• [Try it] Repeat every entry in full. Match each line exactly.

• [Supplied records]

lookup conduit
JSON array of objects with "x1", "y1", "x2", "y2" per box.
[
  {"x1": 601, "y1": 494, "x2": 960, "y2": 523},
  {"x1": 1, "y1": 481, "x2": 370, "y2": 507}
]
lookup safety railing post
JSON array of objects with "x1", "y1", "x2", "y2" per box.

• [Written solution]
lookup conduit
JSON array of objects with "x1", "y1", "x2", "y2" per box.
[
  {"x1": 601, "y1": 494, "x2": 960, "y2": 523},
  {"x1": 1, "y1": 481, "x2": 370, "y2": 507}
]
lookup safety railing post
JSON array of objects with "x1", "y1", "x2", "y2" per box.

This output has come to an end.